- [WHAT TO DO]
Lay out the lines of the listing below as a numbered list with blank lines omitted, beginning at the line that contains "Where can the side" and stopping after the line that contains "<point>49,210</point>". Include only those lines.

>> Start

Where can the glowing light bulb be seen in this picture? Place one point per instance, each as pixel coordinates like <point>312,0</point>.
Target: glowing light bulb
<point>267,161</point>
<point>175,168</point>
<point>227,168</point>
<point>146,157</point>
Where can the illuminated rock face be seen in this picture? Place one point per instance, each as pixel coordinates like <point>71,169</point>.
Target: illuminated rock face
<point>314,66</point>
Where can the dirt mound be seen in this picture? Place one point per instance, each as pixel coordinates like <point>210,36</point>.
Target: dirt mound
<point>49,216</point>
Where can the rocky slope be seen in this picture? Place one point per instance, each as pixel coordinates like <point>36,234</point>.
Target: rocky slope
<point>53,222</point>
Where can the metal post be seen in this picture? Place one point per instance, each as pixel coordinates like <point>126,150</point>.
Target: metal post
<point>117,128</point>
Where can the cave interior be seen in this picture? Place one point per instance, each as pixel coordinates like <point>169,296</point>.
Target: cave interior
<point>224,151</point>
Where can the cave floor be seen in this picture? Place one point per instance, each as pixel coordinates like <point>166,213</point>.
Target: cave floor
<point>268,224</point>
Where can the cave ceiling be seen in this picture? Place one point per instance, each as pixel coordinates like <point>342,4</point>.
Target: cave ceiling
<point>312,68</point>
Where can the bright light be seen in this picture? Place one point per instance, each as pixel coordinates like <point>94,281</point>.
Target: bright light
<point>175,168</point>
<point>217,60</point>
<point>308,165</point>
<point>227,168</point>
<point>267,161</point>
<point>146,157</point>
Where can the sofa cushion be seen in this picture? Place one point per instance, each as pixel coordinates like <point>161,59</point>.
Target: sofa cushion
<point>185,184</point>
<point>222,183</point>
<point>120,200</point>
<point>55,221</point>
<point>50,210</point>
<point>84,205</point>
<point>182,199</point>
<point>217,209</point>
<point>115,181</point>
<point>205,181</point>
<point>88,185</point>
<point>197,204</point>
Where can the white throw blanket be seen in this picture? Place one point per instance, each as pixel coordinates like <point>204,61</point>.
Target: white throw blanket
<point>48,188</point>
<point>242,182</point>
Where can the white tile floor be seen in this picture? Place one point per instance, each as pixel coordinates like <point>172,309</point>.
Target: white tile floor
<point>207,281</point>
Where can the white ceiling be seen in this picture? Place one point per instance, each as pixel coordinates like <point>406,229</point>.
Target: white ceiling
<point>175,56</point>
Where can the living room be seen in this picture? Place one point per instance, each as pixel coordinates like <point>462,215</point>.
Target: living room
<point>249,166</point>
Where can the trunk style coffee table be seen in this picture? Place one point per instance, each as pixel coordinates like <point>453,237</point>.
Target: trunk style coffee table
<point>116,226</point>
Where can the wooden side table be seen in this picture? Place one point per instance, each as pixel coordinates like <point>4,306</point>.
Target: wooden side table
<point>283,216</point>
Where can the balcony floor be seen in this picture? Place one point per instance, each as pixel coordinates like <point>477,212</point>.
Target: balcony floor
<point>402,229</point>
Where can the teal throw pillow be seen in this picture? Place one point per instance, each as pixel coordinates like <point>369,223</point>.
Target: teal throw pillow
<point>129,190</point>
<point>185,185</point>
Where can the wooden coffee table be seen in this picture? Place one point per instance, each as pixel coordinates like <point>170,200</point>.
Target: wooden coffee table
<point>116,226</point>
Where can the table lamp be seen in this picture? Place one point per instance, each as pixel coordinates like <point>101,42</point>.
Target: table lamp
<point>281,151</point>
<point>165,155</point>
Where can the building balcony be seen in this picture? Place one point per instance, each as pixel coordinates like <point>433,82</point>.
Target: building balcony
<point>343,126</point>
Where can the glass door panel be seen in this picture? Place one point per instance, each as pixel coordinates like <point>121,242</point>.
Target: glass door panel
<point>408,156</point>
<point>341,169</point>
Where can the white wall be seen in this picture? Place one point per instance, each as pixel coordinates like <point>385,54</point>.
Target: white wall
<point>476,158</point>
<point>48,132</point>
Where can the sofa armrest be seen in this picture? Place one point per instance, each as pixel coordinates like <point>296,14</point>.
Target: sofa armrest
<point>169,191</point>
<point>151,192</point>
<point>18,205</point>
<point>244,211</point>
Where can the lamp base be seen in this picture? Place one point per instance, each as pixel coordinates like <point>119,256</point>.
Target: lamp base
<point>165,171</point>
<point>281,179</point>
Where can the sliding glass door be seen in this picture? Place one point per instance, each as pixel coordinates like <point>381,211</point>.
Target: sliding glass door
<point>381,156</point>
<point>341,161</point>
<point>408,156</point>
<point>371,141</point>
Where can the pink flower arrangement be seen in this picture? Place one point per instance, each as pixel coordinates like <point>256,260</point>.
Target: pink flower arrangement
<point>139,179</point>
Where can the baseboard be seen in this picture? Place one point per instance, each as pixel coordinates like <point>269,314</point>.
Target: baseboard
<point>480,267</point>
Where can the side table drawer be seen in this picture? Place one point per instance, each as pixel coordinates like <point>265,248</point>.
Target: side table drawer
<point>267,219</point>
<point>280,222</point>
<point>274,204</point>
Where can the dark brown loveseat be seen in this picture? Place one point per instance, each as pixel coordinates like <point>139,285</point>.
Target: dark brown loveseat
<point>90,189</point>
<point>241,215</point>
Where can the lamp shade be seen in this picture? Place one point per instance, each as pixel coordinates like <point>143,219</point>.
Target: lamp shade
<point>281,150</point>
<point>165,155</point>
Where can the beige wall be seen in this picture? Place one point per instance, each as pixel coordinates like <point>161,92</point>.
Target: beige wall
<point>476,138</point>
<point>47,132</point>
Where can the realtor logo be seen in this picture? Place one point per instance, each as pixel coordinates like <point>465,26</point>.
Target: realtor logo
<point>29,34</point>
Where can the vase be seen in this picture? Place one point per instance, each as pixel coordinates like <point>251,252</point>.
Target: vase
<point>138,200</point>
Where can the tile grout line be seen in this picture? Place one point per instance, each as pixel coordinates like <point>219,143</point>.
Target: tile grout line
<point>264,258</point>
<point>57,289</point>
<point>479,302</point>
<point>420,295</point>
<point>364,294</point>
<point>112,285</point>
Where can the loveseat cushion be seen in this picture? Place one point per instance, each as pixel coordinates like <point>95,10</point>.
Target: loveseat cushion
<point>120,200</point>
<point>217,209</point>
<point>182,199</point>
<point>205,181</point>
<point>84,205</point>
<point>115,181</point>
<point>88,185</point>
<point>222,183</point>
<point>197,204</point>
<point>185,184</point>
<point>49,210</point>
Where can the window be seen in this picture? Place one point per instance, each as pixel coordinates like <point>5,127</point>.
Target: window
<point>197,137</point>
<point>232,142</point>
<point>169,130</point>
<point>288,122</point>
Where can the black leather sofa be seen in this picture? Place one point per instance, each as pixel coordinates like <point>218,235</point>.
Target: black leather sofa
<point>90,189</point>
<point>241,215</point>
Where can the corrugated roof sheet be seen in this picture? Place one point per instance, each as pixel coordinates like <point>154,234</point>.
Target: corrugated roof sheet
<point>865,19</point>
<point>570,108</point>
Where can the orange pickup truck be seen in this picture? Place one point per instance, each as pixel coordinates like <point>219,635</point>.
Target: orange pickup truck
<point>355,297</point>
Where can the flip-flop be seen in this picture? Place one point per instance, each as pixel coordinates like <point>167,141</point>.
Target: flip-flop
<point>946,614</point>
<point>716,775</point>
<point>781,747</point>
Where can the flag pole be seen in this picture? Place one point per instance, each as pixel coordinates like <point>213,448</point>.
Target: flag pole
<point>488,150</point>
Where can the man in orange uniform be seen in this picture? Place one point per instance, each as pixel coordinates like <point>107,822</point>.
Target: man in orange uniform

>> End

- [ANSWER TO THIS TASK]
1. Where can the side table drawer be seen in this picture? Place one point per instance, each as pixel coordinates like <point>265,248</point>.
2. Target: side table drawer
3. <point>267,219</point>
4. <point>280,222</point>
5. <point>274,204</point>
6. Where can the dark brown loveseat be seen in this picture? Place one point per instance, each as pixel coordinates like <point>139,285</point>.
7. Target: dark brown loveseat
8. <point>90,189</point>
9. <point>241,215</point>
10. Where can the lamp shade be seen in this picture? Place one point per instance, each as pixel coordinates like <point>143,219</point>.
11. Target: lamp shade
12. <point>281,150</point>
13. <point>165,155</point>
14. Where can the beige wall be seen in this picture? Place one point per instance, each as pixel coordinates like <point>161,92</point>.
15. Target: beige wall
16. <point>476,138</point>
17. <point>47,132</point>
18. Where can the realtor logo be seen in this picture? Place one point per instance, each as pixel coordinates like <point>465,26</point>.
19. Target: realtor logo
20. <point>29,34</point>
21. Where can the vase be seen in this picture? Place one point per instance, each as pixel coordinates like <point>251,252</point>.
22. Target: vase
23. <point>138,200</point>
24. Where can the tile grout line be seen in this picture? Place one point per instance, each as pixel coordinates like <point>219,143</point>.
25. Target: tile grout line
26. <point>264,258</point>
27. <point>57,289</point>
28. <point>479,302</point>
29. <point>420,295</point>
30. <point>364,294</point>
31. <point>112,285</point>
32. Where can the loveseat cushion be seen in this picture? Place one point per instance, each as pixel coordinates like <point>95,10</point>.
33. Target: loveseat cushion
34. <point>120,200</point>
35. <point>217,209</point>
36. <point>182,199</point>
37. <point>205,181</point>
38. <point>84,205</point>
39. <point>115,181</point>
40. <point>88,185</point>
41. <point>222,183</point>
42. <point>197,204</point>
43. <point>185,184</point>
44. <point>49,210</point>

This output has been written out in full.